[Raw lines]
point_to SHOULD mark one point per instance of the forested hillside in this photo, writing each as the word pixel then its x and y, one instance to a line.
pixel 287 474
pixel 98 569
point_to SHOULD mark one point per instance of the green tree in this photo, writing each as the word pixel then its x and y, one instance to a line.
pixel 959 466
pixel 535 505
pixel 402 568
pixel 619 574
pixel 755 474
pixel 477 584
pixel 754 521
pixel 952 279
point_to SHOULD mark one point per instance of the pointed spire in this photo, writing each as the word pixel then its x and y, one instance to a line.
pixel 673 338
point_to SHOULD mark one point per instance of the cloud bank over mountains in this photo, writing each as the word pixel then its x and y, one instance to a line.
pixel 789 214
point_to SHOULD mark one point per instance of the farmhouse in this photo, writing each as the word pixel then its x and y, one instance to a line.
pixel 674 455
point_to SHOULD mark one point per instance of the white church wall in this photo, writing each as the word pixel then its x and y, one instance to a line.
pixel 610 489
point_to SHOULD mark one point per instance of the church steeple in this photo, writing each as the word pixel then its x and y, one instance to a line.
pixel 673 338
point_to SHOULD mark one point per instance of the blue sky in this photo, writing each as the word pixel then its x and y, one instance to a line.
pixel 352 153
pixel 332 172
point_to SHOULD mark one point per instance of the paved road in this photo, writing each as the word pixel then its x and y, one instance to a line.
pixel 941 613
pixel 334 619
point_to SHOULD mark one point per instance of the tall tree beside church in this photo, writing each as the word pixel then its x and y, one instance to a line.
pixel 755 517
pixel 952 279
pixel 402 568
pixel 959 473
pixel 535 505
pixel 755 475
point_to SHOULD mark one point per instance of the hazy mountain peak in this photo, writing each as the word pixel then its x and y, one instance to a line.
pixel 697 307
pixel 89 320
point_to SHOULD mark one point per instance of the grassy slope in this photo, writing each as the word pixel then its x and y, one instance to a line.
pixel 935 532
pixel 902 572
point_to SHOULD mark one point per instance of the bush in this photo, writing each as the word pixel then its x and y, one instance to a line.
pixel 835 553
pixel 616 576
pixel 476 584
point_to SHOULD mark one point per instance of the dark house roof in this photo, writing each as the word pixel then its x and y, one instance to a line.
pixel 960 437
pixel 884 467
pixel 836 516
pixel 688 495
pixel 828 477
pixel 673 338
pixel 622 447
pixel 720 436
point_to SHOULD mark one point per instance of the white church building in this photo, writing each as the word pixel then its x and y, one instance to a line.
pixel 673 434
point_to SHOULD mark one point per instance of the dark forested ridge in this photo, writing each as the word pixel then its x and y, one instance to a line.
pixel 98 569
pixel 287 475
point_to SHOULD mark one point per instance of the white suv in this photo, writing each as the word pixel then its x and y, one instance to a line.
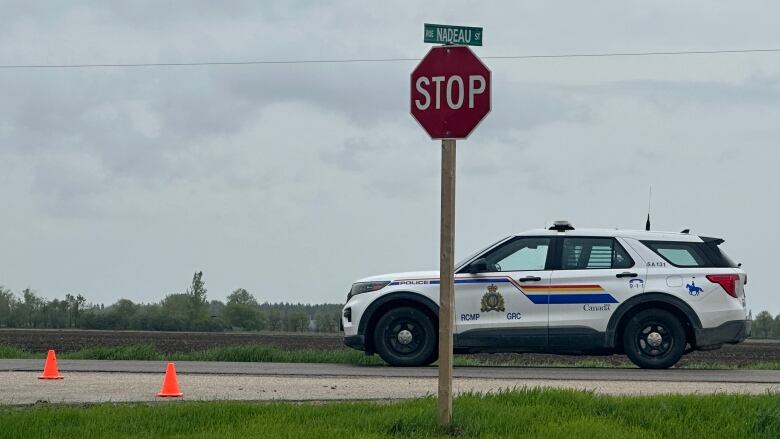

Exercise details →
Rewrite the lines above as a numbered list, skipping any blank lines and leaving out the pictures.

Written answer →
1. point_to SHOULD mark one point per instance of the forested hillside in this photo, writing each as the word pixel then its x and y, one instance to a line.
2. pixel 287 474
3. pixel 98 569
4. point_to SHOULD mark one point per instance of the green tree in this photo, writing each as the word pixel then its x and y, one instance to a line.
5. pixel 959 466
6. pixel 535 505
7. pixel 402 568
8. pixel 619 574
9. pixel 755 474
10. pixel 477 584
11. pixel 754 521
12. pixel 952 279
13. point_to SHOULD mark one point per instance of the pointed spire in this photo, writing each as the word pixel then its x and y, one instance to a line.
14. pixel 673 338
15. point_to SHOULD mark one point per instance of the cloud bank over mountains in this photo, writing each as the word pixel then its x and y, one instance to a line.
16. pixel 789 214
17. point_to SHOULD mark one point per instance of the farmhouse in this photo, writing each as the word pixel then its x and y, one instance to a line.
18. pixel 674 455
19. point_to SHOULD mark one point per instance of the white church wall in this photo, writing each as the word pixel then its x and y, one instance to a line.
20. pixel 610 489
21. point_to SHOULD mark one point per instance of the church steeple in this photo, writing each as the word pixel then its x and y, one instance to a line.
22. pixel 673 338
23. point_to SHOULD mark one point per instance of the blue sky in this photo, writing each as the word pixel then its x and y, one instance to a line.
24. pixel 352 153
25. pixel 332 172
26. point_to SHOULD mark one point per instance of the paved road in this photo, writing each as the word pixel then its x and y, one instance to a line.
27. pixel 941 613
28. pixel 334 619
29. point_to SHOULD mark one point per instance of the tall tree beside church in this photo, writing each as the word pixel then its x and y, one instance to a line.
30. pixel 755 517
31. pixel 952 279
32. pixel 402 568
33. pixel 959 473
34. pixel 535 505
35. pixel 755 475
36. point_to SHOULD mark one point per instance of the hazy mountain peak in this photo, writing each as the word pixel then its x and y, one instance to a line.
37. pixel 697 307
38. pixel 89 320
39. point_to SHOULD mark one point per instance of the grassy slope in this photo, writing each as the word pixel then its x and y, one instance to a line.
40. pixel 935 532
41. pixel 902 572
42. point_to SHOULD mark one point per instance of the bush in this photo, writing each as the word pixel then its x and y, one instance to a line.
43. pixel 835 553
44. pixel 616 576
45. pixel 476 584
46. point_to SHOULD mark one point per instance of the dark house roof in this photo, writing each as the word pixel then its x and y, one instance to a line.
47. pixel 960 437
48. pixel 884 467
49. pixel 836 516
50. pixel 688 495
51. pixel 828 477
52. pixel 673 338
53. pixel 622 447
54. pixel 720 436
55. point_to SHOULD mark one point per instance of the white church building in this photo, writing each as the word pixel then its x and y, one instance to a line.
56. pixel 673 434
57. point_to SHOULD mark one point per instance of the dark forested ridge in this photo, writing each as the word pixel then its x and y, one instance to a line.
58. pixel 98 569
59. pixel 287 475
60. point_to SHOULD mark one point per instance of the white suv in this photo, writing each as the word pixel then its x and y, one instance to a line.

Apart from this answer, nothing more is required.